* Start Text *
Metro Weekly

Arizona Supreme Court says calligraphers have a right to turn away same-sex couples

Court finds that business owners' "custom" invitations and artwork are a form of protected speech

A calligrapher inking a design. – Photo: Zephyris, via Wikimedia.

The Arizona Supreme Court has effectively undermined the city of Phoenix’s nondiscrimination ordinance by ruling that the owners of a stationery and calligraphy business can refuse to create custom-made invitations for same-sex weddings.

In a 4-3 decision, the court decided that Joanna Duka and Breanna Koski, the owners of Brush & Nib Studio, have a First Amendment right to express their religious beliefs by refusing to make products for same-sex weddings.

Duka and Koski had preemptively sued the city of Phoenix, alleging that the ordinance’s protections based on sexual orientation and gender identity infringed on their rights by forcing them to make “custom” invitations or other products that celebrate or acknowledge same-sex relationships. 

“The enduring strength of the First Amendment is that it allows people to speak their minds and express their beliefs without government interference. But here, the City effectively cuts off Plaintiffs’ right to express their beliefs about same-sex marriage by telling them what they can and cannot say,” Justice Andrew Gould wrote for the majority.

But the court also declined to issue a sweeping exemption for all businesses — including Brush & Nib — that would have allowed them to turn away customers simply based on their sexual orientation.

“Although this case is about freedom of speech and religion, it suits the preferred analysis of our dissenting colleagues to reframe it as one involving discriminatory conduct based on a customer’s sexual orientation. This mischaracterization reflects neither Plaintiffs’ position nor our holding,” Gould wrote. “Literally none of the examples of invidious, status-based discrimination the dissent invokes…would even be remotely permitted under our holding today. Plaintiffs must, and they do, serve all customers regardless of their sexual orientation. However, by focusing solely on the anti-discrimination purpose of the Ordinance, the dissent engages in a one-sided analysis that effectively deprives Plaintiffs of their fundamental right to express their beliefs.
* End Text *
* Start Records shown *
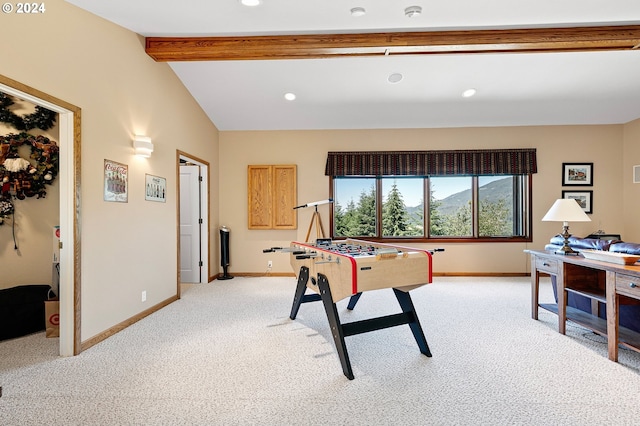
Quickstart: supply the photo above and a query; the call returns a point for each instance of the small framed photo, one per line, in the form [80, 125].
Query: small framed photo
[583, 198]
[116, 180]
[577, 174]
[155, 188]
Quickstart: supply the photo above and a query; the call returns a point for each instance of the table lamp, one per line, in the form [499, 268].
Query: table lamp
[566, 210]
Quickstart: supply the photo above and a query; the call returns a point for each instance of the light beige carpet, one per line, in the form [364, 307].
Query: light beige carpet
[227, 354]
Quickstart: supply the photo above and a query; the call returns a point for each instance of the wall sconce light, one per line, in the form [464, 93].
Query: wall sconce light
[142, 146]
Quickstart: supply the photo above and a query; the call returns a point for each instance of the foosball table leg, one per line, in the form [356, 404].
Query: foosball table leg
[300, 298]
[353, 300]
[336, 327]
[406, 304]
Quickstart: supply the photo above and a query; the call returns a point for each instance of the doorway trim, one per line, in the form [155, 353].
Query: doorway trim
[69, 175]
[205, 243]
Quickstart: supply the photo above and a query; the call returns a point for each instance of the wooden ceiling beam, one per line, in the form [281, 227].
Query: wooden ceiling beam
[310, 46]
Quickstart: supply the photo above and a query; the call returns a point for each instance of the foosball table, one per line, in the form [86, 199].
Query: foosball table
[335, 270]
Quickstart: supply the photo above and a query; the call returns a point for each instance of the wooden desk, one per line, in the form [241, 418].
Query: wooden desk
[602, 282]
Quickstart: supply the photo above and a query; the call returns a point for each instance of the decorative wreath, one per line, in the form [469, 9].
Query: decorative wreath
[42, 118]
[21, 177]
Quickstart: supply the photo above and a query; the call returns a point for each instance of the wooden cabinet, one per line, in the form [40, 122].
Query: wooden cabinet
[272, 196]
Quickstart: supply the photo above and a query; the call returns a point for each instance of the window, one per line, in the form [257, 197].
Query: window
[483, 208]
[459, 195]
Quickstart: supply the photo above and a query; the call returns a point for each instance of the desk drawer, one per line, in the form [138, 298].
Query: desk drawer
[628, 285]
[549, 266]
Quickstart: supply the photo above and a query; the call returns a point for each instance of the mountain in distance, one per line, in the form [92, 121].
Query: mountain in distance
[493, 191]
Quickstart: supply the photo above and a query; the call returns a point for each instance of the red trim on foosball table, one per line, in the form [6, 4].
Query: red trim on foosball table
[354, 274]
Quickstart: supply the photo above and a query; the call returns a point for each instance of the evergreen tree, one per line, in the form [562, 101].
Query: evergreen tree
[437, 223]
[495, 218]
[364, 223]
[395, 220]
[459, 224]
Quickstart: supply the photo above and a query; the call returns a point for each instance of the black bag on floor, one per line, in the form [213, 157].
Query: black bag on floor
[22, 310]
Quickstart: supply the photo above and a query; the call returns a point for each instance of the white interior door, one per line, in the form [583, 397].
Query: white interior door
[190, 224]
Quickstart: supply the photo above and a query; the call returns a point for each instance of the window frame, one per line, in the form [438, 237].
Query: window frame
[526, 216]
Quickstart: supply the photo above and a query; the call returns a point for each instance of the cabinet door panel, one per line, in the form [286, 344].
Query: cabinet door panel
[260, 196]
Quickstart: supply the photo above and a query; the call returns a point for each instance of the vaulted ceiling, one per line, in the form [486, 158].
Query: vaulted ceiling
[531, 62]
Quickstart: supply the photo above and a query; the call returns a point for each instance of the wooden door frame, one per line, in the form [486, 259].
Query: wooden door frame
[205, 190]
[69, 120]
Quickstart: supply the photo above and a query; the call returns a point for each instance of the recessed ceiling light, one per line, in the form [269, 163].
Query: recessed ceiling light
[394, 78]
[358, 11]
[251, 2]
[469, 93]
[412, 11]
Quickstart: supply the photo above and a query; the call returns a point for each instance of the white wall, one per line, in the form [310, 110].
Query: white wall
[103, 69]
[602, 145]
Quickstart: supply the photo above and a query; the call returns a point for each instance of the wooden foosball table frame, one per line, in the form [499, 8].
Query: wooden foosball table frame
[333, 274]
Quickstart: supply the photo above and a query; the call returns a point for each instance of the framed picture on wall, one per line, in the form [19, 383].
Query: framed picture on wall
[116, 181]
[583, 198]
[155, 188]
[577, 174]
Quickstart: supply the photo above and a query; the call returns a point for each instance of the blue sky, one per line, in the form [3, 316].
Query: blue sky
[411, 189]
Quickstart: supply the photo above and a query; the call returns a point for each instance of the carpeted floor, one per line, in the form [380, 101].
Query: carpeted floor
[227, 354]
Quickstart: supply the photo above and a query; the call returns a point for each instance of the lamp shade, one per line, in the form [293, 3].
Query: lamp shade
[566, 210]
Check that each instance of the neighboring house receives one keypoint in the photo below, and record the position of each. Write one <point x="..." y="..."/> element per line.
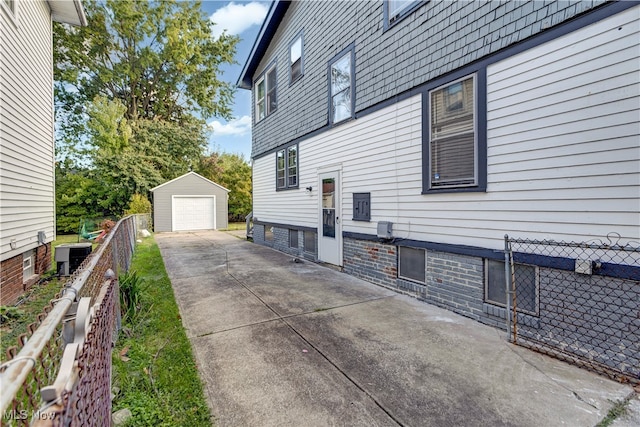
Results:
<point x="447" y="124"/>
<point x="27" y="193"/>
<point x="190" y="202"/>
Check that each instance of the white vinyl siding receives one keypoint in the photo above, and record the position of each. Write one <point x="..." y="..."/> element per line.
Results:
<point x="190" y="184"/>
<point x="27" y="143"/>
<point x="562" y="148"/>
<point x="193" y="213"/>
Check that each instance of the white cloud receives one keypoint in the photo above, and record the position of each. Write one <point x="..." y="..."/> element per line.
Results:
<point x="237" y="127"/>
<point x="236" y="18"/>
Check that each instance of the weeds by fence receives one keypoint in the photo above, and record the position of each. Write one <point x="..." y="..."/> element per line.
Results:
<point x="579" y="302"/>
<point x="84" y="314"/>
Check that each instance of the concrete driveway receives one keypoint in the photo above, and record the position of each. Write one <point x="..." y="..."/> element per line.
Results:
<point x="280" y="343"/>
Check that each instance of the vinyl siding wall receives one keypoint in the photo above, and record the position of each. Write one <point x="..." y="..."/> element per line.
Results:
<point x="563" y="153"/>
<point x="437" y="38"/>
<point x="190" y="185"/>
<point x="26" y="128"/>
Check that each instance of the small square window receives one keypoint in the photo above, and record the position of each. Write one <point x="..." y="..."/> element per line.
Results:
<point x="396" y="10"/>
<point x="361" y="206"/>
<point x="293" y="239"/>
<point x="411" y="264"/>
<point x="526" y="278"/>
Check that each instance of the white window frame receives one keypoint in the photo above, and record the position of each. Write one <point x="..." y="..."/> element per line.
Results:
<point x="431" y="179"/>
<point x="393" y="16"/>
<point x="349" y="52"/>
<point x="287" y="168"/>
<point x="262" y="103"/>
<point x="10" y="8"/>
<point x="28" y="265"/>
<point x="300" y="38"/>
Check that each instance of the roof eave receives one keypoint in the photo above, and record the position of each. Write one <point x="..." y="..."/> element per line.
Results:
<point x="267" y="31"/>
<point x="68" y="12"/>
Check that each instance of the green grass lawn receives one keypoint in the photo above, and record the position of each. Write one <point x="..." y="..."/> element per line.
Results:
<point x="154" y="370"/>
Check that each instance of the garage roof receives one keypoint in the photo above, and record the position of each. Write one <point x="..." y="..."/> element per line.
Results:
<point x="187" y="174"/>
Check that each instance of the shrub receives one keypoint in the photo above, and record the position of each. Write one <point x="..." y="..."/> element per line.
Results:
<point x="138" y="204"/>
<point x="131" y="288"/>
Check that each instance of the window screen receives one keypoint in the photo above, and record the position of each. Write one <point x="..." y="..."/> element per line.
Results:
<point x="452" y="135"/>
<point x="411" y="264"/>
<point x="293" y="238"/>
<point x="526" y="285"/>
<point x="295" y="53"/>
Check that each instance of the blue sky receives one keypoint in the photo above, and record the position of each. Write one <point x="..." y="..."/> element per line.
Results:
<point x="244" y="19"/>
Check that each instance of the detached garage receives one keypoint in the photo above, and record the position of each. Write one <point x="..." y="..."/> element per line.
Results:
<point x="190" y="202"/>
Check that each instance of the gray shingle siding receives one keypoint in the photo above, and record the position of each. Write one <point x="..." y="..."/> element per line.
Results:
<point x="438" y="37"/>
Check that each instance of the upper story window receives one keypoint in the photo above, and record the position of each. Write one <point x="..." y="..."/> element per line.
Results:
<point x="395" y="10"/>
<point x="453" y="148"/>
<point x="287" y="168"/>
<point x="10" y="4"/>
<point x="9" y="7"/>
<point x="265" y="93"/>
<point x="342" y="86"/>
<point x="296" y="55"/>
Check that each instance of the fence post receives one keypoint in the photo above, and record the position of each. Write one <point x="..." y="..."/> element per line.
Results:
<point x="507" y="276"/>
* End Records shown *
Task objective. Pick up the news article about the Arizona Supreme Court calligraphy ruling where it ends and keep writing it.

Output below.
“The City also argues that because Plaintiffs’ refusal affects only same-sex couples, their refusal is essentially a proxy for discrimination based on sexual orientation. We disagree,” Gould continued. “The fact that Plaintiffs’ message based refusal primarily impacts customers with certain sexual orientations does not deprive Plaintiffs of First Amendment protection.”

The ruling leaves Phoenix’s nondiscrimination ordinance — and many others across the country — in limbo, at least with respect to whether such laws can be enforced.

Under a strict reading of the court’s decision, it would appear that any business owner who expresses religious objections to same-sex marriage may refuse to provide “custom” goods or services to same-sex couples on the basis that their artwork or craftsmanship constitutes a form of speech implicitly endorsing the celebration in question.

However, that same business could seemingly not claim that same exemption in justifying a refusal to provide or sell generic or mass-produced goods or services to an LGBTQ-identifying individual, or for a non-marriage-related event, at least according to the logic used by the majority in reaching its decision.

Jonathan Scruggs, senior counsel for Alliance Defending Freedom, which represents Duka and Koski, hailed the court’s decision.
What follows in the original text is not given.